===== Exercise data

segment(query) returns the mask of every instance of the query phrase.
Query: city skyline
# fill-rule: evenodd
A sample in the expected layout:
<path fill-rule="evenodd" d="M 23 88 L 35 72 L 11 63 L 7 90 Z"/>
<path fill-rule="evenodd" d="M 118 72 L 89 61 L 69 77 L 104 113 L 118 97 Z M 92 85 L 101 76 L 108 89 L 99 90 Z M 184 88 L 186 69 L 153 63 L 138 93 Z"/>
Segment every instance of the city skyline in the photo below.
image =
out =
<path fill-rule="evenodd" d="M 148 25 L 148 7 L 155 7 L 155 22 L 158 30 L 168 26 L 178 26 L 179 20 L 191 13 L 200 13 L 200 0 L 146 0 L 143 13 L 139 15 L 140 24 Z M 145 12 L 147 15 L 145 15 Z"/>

==========

Your task: The line with "# fill-rule: evenodd", plus every line after it through the end of the listing, needs to be repeated exactly; nothing else belongs in the reply.

Solved problem:
# fill-rule: evenodd
A sample in the expected layout:
<path fill-rule="evenodd" d="M 23 88 L 35 72 L 11 63 L 7 90 Z"/>
<path fill-rule="evenodd" d="M 118 72 L 89 61 L 69 77 L 104 113 L 118 97 Z M 92 85 L 101 76 L 108 89 L 99 90 Z M 184 88 L 186 69 L 153 63 L 138 93 Z"/>
Segment every instance of the city skyline in the photo below.
image =
out =
<path fill-rule="evenodd" d="M 148 25 L 148 7 L 155 7 L 155 22 L 158 30 L 168 26 L 178 26 L 179 20 L 191 13 L 200 13 L 200 0 L 146 0 L 143 13 L 139 15 L 140 24 Z M 145 12 L 147 15 L 145 15 Z"/>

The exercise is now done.